(Records from a data source)
——————

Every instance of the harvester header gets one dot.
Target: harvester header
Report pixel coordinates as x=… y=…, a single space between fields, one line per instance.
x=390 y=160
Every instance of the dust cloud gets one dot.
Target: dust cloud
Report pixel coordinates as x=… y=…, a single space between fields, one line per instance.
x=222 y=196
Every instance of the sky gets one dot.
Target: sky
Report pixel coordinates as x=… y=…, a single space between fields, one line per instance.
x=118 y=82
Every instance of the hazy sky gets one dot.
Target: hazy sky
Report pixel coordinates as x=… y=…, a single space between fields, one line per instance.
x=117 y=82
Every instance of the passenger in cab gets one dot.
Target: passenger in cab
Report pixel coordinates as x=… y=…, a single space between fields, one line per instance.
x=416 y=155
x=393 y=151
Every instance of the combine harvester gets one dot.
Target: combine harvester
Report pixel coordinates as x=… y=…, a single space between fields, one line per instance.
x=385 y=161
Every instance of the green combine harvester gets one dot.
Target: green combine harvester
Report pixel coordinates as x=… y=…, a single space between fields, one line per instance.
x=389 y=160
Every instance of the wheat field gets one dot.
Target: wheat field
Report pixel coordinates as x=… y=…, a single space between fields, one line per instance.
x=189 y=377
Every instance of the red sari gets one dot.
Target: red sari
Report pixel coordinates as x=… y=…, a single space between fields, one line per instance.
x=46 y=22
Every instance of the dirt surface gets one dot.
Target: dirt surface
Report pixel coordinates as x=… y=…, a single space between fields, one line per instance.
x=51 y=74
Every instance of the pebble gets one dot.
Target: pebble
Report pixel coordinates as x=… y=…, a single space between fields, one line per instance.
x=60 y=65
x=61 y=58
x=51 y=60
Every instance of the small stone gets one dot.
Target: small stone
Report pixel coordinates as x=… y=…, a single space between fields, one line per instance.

——————

# [What the task asks]
Set down, word for word, every line from the line that holds "Target: combine harvester" to the end of the entries above, including both ends.

# [Result]
Target: combine harvester
Report pixel coordinates as x=… y=…, a single space between fields, one line per instance.
x=385 y=161
Every instance of the green combine harvester gets one dot.
Target: green combine harvester
Report pixel coordinates as x=… y=…, a single space between fields, one line per instance.
x=389 y=160
Every instance of the wheat field gets one dot.
Target: wheat field
Report pixel coordinates as x=… y=…, a single space between fields, one line per instance.
x=189 y=377
Every instance of the red sari gets one dot.
Target: red sari
Report pixel coordinates as x=… y=…, a single space between fields, one line per instance.
x=46 y=22
Every instance of the dirt surface gets one dot.
Target: dirt surface
Report pixel coordinates as x=… y=…, a single space between fields, one line per instance.
x=51 y=74
Every instance of the pebble gets one dot.
Target: pebble
Report pixel coordinates as x=… y=…, a single space between fields, one line per instance.
x=60 y=65
x=61 y=58
x=51 y=60
Every instance of the small stone gets one dot.
Target: small stone
Report pixel coordinates as x=… y=…, a single space between fields, one line per instance.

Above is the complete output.